§ **EXERCISE AIM**
Give back the full listing, character for character, with no pictures.

§ **MATERIAL SHOWN**
"""

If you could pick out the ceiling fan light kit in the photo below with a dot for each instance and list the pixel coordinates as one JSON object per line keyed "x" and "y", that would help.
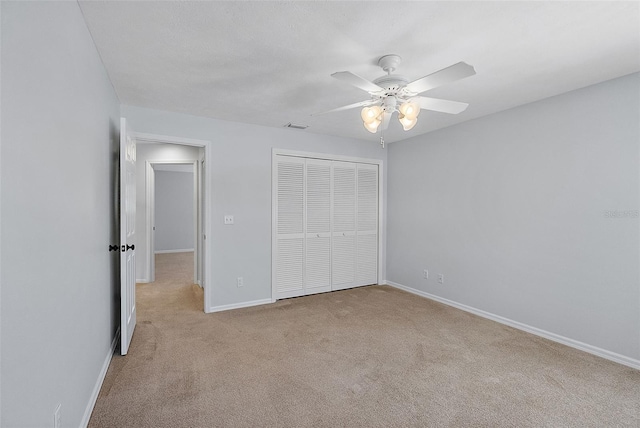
{"x": 394, "y": 93}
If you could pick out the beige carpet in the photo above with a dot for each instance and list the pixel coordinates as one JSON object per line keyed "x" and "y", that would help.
{"x": 367, "y": 357}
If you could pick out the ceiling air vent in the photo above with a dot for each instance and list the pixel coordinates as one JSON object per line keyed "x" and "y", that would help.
{"x": 295, "y": 126}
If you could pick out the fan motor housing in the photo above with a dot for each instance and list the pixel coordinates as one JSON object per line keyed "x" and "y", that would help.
{"x": 391, "y": 82}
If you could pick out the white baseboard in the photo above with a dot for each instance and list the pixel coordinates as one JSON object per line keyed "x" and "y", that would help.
{"x": 98, "y": 385}
{"x": 182, "y": 250}
{"x": 621, "y": 359}
{"x": 220, "y": 308}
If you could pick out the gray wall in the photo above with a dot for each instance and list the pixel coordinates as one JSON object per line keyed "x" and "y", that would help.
{"x": 152, "y": 153}
{"x": 239, "y": 183}
{"x": 174, "y": 211}
{"x": 515, "y": 210}
{"x": 60, "y": 120}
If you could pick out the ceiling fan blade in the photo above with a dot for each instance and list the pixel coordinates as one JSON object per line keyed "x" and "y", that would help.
{"x": 444, "y": 106}
{"x": 386, "y": 118}
{"x": 357, "y": 81}
{"x": 446, "y": 75}
{"x": 347, "y": 107}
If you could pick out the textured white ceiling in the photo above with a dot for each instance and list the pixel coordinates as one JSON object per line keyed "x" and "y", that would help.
{"x": 269, "y": 62}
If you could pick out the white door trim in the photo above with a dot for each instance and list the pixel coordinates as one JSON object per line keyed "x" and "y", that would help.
{"x": 327, "y": 156}
{"x": 144, "y": 138}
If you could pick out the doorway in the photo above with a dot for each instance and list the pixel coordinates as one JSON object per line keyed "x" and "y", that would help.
{"x": 175, "y": 212}
{"x": 159, "y": 155}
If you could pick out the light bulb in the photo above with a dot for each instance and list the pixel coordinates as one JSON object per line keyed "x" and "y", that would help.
{"x": 370, "y": 114}
{"x": 410, "y": 110}
{"x": 406, "y": 122}
{"x": 372, "y": 126}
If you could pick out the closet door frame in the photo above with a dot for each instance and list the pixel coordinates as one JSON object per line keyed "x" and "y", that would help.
{"x": 327, "y": 157}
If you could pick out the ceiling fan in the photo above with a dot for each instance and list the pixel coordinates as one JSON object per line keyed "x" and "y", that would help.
{"x": 394, "y": 93}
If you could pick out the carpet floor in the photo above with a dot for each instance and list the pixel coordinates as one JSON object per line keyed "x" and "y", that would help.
{"x": 367, "y": 357}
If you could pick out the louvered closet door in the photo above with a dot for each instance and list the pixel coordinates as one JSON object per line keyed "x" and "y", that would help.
{"x": 367, "y": 225}
{"x": 318, "y": 212}
{"x": 344, "y": 226}
{"x": 288, "y": 279}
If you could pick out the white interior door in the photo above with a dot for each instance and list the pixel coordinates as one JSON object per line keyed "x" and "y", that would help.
{"x": 367, "y": 225}
{"x": 127, "y": 236}
{"x": 318, "y": 226}
{"x": 289, "y": 251}
{"x": 343, "y": 264}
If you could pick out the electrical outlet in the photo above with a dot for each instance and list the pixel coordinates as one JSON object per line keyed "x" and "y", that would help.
{"x": 56, "y": 417}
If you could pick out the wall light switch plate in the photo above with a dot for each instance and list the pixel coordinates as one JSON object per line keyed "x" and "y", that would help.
{"x": 57, "y": 417}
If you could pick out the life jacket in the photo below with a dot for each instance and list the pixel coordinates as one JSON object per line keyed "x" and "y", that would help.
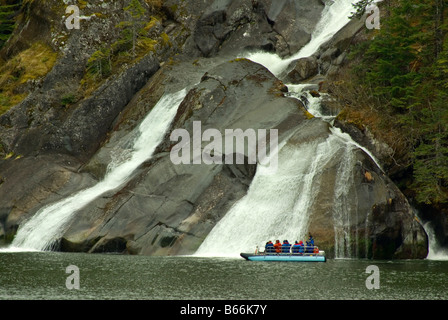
{"x": 278, "y": 247}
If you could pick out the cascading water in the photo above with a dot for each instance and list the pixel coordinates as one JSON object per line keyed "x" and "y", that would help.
{"x": 279, "y": 206}
{"x": 49, "y": 223}
{"x": 334, "y": 17}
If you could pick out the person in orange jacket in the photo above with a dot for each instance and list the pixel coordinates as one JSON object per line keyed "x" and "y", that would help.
{"x": 278, "y": 246}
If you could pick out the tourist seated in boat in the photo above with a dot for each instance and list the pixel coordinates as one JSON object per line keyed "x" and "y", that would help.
{"x": 278, "y": 246}
{"x": 286, "y": 246}
{"x": 310, "y": 245}
{"x": 269, "y": 248}
{"x": 298, "y": 247}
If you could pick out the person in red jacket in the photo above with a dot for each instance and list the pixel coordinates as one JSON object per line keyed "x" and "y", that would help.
{"x": 278, "y": 246}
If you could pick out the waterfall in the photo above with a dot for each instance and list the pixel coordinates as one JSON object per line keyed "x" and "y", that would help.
{"x": 50, "y": 222}
{"x": 334, "y": 17}
{"x": 434, "y": 251}
{"x": 280, "y": 206}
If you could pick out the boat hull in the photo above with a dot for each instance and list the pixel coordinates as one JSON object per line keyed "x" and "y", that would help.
{"x": 283, "y": 258}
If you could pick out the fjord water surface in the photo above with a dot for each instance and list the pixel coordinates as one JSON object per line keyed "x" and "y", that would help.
{"x": 38, "y": 275}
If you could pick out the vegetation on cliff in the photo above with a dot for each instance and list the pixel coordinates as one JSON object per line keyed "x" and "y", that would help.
{"x": 398, "y": 81}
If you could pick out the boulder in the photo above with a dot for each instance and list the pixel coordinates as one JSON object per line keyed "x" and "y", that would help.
{"x": 303, "y": 69}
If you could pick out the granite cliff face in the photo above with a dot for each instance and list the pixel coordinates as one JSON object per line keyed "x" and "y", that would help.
{"x": 52, "y": 151}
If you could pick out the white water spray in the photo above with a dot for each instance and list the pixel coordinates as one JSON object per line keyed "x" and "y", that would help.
{"x": 434, "y": 251}
{"x": 49, "y": 223}
{"x": 333, "y": 18}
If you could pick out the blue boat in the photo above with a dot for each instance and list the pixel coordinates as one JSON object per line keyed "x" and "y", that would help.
{"x": 285, "y": 257}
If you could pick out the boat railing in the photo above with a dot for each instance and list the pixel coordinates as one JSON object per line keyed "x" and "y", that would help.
{"x": 307, "y": 251}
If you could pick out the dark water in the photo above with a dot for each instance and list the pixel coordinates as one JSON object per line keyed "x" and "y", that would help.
{"x": 38, "y": 275}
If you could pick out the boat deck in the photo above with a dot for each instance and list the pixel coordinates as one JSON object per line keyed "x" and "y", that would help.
{"x": 307, "y": 257}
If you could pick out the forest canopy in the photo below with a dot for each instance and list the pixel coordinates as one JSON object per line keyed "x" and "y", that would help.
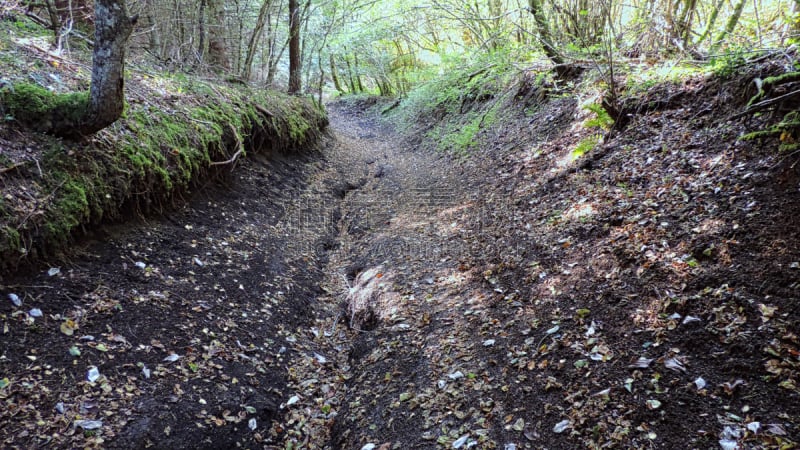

"""

§ **TASK SOLUTION**
If you could pick out the ceiling fan light kit in the photo below with a dot for each instance and list the pixel coordinates as one JSON object per line keyed "x" and "y", that would help.
{"x": 394, "y": 93}
If you could pick out the beige carpet in the photo above with a dot for each instance and list the pixel coordinates as one JSON object per line keyed "x" and "y", that would help.
{"x": 367, "y": 357}
If you could pick out the ceiling air vent in the photo above with a dot for each instance and list the pixel coordinates as one JSON object per line keyed "x" and "y", that would help.
{"x": 295, "y": 126}
If you could pick out the fan motor housing in the photo above with a dot for each instance and list the pixel coordinates as one JSON object per line keyed "x" and "y", that would help.
{"x": 391, "y": 82}
If you could pick out the white baseboard in the photo above with a dot for each instance and list the pixel coordinates as one JSON object per line keyed "x" and "y", that would help.
{"x": 98, "y": 385}
{"x": 182, "y": 250}
{"x": 621, "y": 359}
{"x": 220, "y": 308}
If you could pick out the gray wall in the photo above with a dot for each instance and list the pixel coordinates as one JSON object per line keyed "x" and "y", that would help.
{"x": 152, "y": 153}
{"x": 239, "y": 183}
{"x": 174, "y": 211}
{"x": 515, "y": 210}
{"x": 60, "y": 120}
If you could pick out the ceiling fan blade in the photo above with a dot for each instance and list the pixel coordinates as one JSON object per line keyed "x" and "y", that would help.
{"x": 444, "y": 106}
{"x": 386, "y": 118}
{"x": 357, "y": 81}
{"x": 446, "y": 75}
{"x": 347, "y": 107}
If you could pick out the textured white ceiling in the photo above with a dot for each instance and list the pixel coordinates as one JSON object per line keyed "x" and "y", that would help.
{"x": 269, "y": 62}
If you could pick out the white door trim in the photo above with a dot for each instance and list the pixel coordinates as one JSON object per line keyed "x" and "y", that would help.
{"x": 327, "y": 156}
{"x": 144, "y": 138}
If you could pick out the doorway in the photo above with a dot for each instance and list the pixel coordinates as one JSON object per line keyed "x" and "y", that would help.
{"x": 175, "y": 212}
{"x": 159, "y": 155}
If you could pick out the light bulb in the photo above with a dot for each instance and list the pixel coordinates as one JSON object per line keyed "x" and "y", that would help.
{"x": 370, "y": 114}
{"x": 410, "y": 110}
{"x": 406, "y": 122}
{"x": 372, "y": 126}
If you could pick out the closet door frame in the photo above with a dot for each instance and list the pixel coordinates as one JSON object per line keyed "x" and "y", that would help.
{"x": 327, "y": 157}
If you could pick out the ceiling fan in the photo above with a dot for each instance and list the pixel coordinates as one JSON object per line keyed "x" and "y", that would help.
{"x": 394, "y": 93}
If you could pick out the carpet floor in the photo above with a dot for each instance and list the pixel coordinates as one JSON object per line keyed "x" and "y", that would help.
{"x": 367, "y": 357}
If you could pick out the louvered closet door in the photo above with a dot for each instance and list the pixel coordinates as one JSON object per line keyed "x" and "y", that would help.
{"x": 367, "y": 225}
{"x": 318, "y": 212}
{"x": 344, "y": 226}
{"x": 288, "y": 279}
If you could pick out the white interior door in the photo above with a dot for each instance and list the pixel coordinates as one JSON object per line keyed "x" and "y", that would help.
{"x": 367, "y": 225}
{"x": 127, "y": 236}
{"x": 318, "y": 226}
{"x": 289, "y": 251}
{"x": 343, "y": 264}
If you could pick out the electrical outlet in the photo above with a dot for each instance and list the pixel coordinates as one JSON object per line keyed "x" and "y", that would help.
{"x": 56, "y": 417}
If you could pick out the wall light switch plate in the photo above with a dot for each instance and list the pixel coordinates as one JSON object per line keyed "x" and "y", that would help.
{"x": 57, "y": 417}
If you could pick out the life jacket in the photo below with a dot for each instance and list the pixel coordinates as one JSON object per line keyed "x" and "y", that would help.
{"x": 278, "y": 247}
If you could pick out the cascading water in the photo above with a dot for each instance and list the pixel coordinates as one JSON object per line keyed "x" and "y", that would help.
{"x": 279, "y": 206}
{"x": 49, "y": 223}
{"x": 334, "y": 17}
If you could pick out the person in orange jacket in the photo above with a dot for each instance and list the pixel coordinates as one JSON object per line keyed "x" and "y", that would help.
{"x": 278, "y": 246}
If you could pick out the tourist seated in boat in the photo above with a dot for each instance and list the pixel coordinates as one JSON object per line keyed "x" and "y", that would help.
{"x": 278, "y": 246}
{"x": 286, "y": 246}
{"x": 310, "y": 245}
{"x": 269, "y": 248}
{"x": 298, "y": 247}
If you could pick out the person in red jacket in the photo above with a dot for each instance and list the pixel coordinates as one JSON object per line keyed "x" and "y", that would help.
{"x": 278, "y": 246}
If you could pick out the waterfall in the photo above with a dot for each instance and list the pixel coordinates as one JSON object per line keyed "x" and "y", that would help.
{"x": 50, "y": 222}
{"x": 334, "y": 17}
{"x": 434, "y": 251}
{"x": 280, "y": 206}
If you could pick out the boat hull in the photo above with a dot for each instance and list the pixel coordinates as one JSON object per line keyed "x" and "y", that would help.
{"x": 283, "y": 258}
If you could pick out the fjord water surface in the photo above with a dot for each instance and list the pixel coordinates as one JSON object per line keyed "x" and "y", that would help.
{"x": 38, "y": 275}
If you could pick out the vegetation on cliff in the photo above with a dot for each instance and list the pixel coordinates as one JSON object per line keyed "x" and "y", that would help.
{"x": 398, "y": 81}
If you could pick out the boulder in the photo above with a dot for each instance and list the pixel coordinates as one JSON object per line keyed "x" and "y", that would help.
{"x": 303, "y": 69}
If you could pick out the granite cliff face in the photo above with a dot for each instance and list the pixel coordinates as one JSON object per line keyed "x" and "y", that would help.
{"x": 52, "y": 151}
If you could pick out the white water spray in the photo above with a dot for each instance and list the pixel coordinates as one JSON object per line keyed "x" and "y", that would help.
{"x": 434, "y": 251}
{"x": 49, "y": 223}
{"x": 333, "y": 18}
If you could pick out the blue boat in the photo above with a dot for each instance and list the pixel coordinates as one JSON object per line keyed "x" and "y", that would help.
{"x": 285, "y": 257}
If you could pick out the boat railing in the photo above with a dot for each instance and list the pixel coordinates as one JSON object per line keyed "x" and "y", that would help.
{"x": 307, "y": 251}
If you could pick out the dark water in the photo above with a dot for each instance and list the pixel coordinates as one JSON object per line keyed "x" and "y", that would help.
{"x": 38, "y": 275}
If you could pick out the boat deck in the photo above with a dot for each instance and list the pixel coordinates as one JSON object per line keyed "x" and "y", that would help.
{"x": 307, "y": 257}
If you could pick out the forest canopy in the photo below with a dot for each instance and list the pixel coordinates as one JSON object per line keyed "x" and "y", that would help.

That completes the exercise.